[begin Source extract]

HYDROGEOLOGY OF THE COASTAL PLAIN AQUIFER SYSTEM IN QUEEN
ANNE'S AND TALBOT COUNTIES, MARYLAND, WITH EMPHASIS ON WATER-SUPPLY POTENTIAL
AND BRACKISH-WATER INTRUSION IN THE AQUIA AQUIFER
David D. Drummond
Coastal Plain aquifers supply the majority of water needs in Queen Anne's
and Talbot Counties (about 77 percent in 1997). Of these, the Aquia aquifer
is perhaps the most important because of its wide extent, good water-bearing
properties, and generally excellent water quality. However, because the Aquia
aquifer is shallow in the vicinity of the Chesapeake Bay, and water levels have
declined below sea level, brackish-water intrusion poses a threat to water quality
in the Aquia aquifer.
Eight major aquifers are used for water supply in Queen Anne's and Talbot
- The Columbia aquifer is a surficial aquifer that extends over most of the
study area. The Columbia aquifer supplies some older homes and farms, and
is used for irrigation, but because it is shallow, it is vulnerable to contamination
from surface sources, and to going dry during droughts.
- The Miocene aquifers underlie the Columbia aquifer in southeastern Queen
Anne's and Talbot Counties, and are used for domestic, commercial, and irrigation
supplies in that area.
- The Piney Point aquifer underlies the Miocene sediments in the southeastern
part of the study area, but is absent in the northwest, and is a poor aquifer
in some parts of the study area. It is used for domestic and commercial supplies
where it is present, and for municipal supplies in neighboring Caroline and
- The Aquia aquifer underlies the Piney Point and Columbia aquifers, and
is used extensively throughout the study area, except for the southeastern
part of Talbot County. Brackish water is present in the Aquia aquifer in a
narrow strip along the Chesapeake Bay shore of Kent Island. Water levels in
the Aquia aquifer have declined at a rate of about one-half foot per year
since 1980, and may continue to decline as the region's population increases,
and demand for irrigation water increases.

[end Source extract]

Task list:
A – Print the part of the aquifer summary that begins at "Eight major aquifers" and stops after "dry during droughts.".
B – According to the aquifer summary, why is the Aquia aquifer perhaps the most important of the Coastal Plain aquifers in Queen Anne's and Talbot Counties?
C – List every aquifer or group of aquifers that the aquifer summary describes by name.
You won't need the lines that follow this text.

[begin Data block]

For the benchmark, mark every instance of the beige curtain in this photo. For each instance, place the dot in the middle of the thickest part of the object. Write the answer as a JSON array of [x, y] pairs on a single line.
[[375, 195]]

[end Data block]

Answers for this exercise:
A –
Eight major aquifers are used for water supply in Queen Anne's and Talbot
- The Columbia aquifer is a surficial aquifer that extends over most of the
study area. The Columbia aquifer supplies some older homes and farms, and
is used for irrigation, but because it is shallow, it is vulnerable to contamination
from surface sources, and to going dry during droughts.

B – It is perhaps the most important because of its wide extent, its good water-bearing properties, and its generally excellent water quality.

C –
Columbia aquifer
Miocene aquifers
Piney Point aquifer
Aquia aquifer